* [WHAT YOU ARE ASKED TO DO]:
Report the count of lines containing the word "blue" in the entries below, and nothing more.

START DATA RECORDS

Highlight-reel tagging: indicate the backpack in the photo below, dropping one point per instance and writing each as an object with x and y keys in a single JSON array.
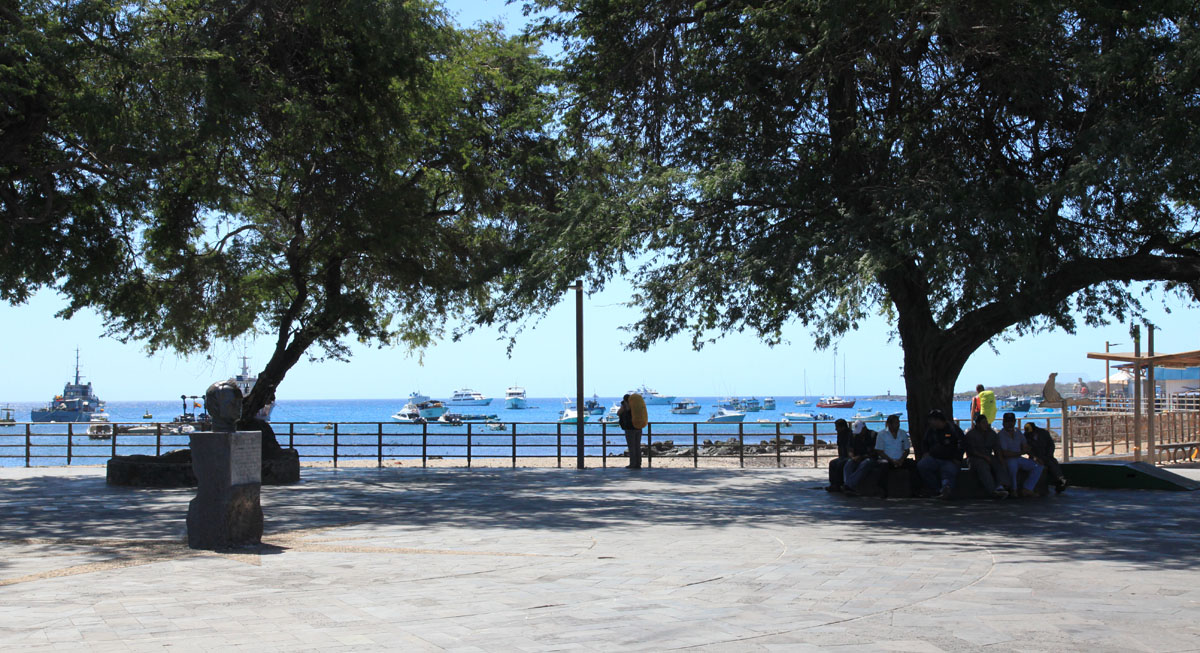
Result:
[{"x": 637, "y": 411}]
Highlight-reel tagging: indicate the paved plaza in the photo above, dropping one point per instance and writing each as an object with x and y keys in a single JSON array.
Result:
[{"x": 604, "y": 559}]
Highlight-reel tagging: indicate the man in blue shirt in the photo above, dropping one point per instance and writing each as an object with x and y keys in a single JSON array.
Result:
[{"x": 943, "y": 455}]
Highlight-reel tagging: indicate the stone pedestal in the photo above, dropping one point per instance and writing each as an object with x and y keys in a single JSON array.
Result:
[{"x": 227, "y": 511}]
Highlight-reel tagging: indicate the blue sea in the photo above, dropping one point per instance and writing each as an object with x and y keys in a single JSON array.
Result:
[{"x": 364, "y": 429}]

END DATA RECORDS
START DATA RECORDS

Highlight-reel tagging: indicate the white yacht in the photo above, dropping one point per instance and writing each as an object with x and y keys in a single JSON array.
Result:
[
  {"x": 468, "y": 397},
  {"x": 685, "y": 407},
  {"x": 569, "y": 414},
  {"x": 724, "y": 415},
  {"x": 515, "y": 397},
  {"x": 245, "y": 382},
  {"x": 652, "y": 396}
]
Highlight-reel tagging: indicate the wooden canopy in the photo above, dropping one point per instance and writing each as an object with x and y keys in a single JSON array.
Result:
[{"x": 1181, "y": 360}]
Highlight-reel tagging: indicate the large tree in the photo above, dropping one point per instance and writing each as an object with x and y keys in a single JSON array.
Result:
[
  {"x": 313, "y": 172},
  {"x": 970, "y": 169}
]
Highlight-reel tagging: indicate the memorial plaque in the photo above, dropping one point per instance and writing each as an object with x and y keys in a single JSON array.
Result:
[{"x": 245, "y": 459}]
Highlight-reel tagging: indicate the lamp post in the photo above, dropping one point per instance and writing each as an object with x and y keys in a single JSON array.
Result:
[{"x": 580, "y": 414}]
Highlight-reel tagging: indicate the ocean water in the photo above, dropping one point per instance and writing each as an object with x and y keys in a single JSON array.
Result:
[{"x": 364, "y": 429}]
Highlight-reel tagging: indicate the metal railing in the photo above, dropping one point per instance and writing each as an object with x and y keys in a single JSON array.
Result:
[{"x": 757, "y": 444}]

END DATA RECORDS
START DATA RECORDS

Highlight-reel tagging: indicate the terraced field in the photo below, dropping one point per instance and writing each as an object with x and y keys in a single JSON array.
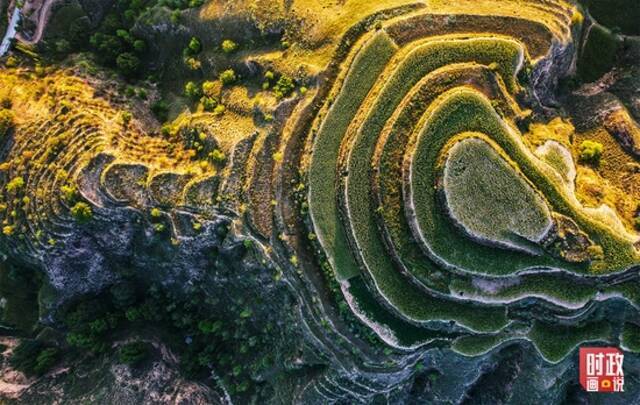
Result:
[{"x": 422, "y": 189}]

END DATA RECORDS

* [EXPECTED OUTPUT]:
2